**SUPPLIED MATERIAL**
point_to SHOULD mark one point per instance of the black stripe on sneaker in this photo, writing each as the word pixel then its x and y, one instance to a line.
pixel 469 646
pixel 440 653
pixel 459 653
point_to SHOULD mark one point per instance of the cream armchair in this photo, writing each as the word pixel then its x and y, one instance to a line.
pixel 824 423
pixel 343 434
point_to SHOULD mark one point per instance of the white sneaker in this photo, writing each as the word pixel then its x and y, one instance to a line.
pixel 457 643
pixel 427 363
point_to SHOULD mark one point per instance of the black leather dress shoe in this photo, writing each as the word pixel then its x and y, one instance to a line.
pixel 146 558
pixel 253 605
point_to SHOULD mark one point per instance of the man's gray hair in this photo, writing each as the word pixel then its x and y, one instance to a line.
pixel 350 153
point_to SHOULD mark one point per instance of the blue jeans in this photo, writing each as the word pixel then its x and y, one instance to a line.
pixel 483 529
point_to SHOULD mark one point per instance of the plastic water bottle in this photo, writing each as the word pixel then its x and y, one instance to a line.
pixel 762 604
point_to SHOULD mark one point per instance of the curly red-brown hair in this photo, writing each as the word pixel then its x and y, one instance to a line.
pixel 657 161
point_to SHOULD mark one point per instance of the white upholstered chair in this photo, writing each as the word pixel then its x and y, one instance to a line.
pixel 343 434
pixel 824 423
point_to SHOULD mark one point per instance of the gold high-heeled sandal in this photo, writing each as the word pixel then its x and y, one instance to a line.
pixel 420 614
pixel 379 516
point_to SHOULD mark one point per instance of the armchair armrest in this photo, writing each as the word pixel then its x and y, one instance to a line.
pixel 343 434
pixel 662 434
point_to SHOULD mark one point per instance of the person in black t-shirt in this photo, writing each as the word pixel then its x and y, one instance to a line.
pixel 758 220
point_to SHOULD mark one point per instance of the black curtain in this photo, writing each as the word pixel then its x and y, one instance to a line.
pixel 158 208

**BRIEF**
Output, exactly and with nothing else, the lines from the line containing "point_to SHOULD mark one point per instance of the man's" to the end of the entries.

**SOLUTION FOR THIS PROBLEM**
point_to SHOULD mark one point per instance of the man's gray hair in this photo, writing each as the word pixel then its x and y, one instance to a line.
pixel 350 153
point_to SHOULD mark one point per instance of the blue jeans in this photo, writing each as the word pixel then its x and y, one instance to a line.
pixel 483 529
point_to SHOULD mark one point per instance of the plastic water bottle in this photo, writing each as the word pixel then its x and y, one instance to a line.
pixel 762 604
point_to SHOULD mark one point per instance of the curly red-brown hair in this photo, writing each as the word pixel then its x and y, one instance to a line.
pixel 657 161
point_to SHOULD mark one point per instance of the white upholstered chair in this photo, writing each as the word pixel then its x and y, one instance to a line.
pixel 343 434
pixel 824 423
point_to SHOULD mark one point per instance of the gold high-heeled sandal in this photo, writing each as the word pixel then its x and y, one instance to a line.
pixel 420 614
pixel 379 516
point_to SHOULD mark one point per instance of the armchair armrest in this photo, writing each as the word pixel then its x and y, one instance to a line.
pixel 343 434
pixel 662 434
point_to SHOULD mark one point per instance of the person in black t-shirt in this photo, writing each as the word pixel then its x and y, one instance to a line.
pixel 758 220
point_to SHOULD mark one point per instance of the black curtain in this photo, writing each as the word pixel then its x and y, one instance to a line.
pixel 158 208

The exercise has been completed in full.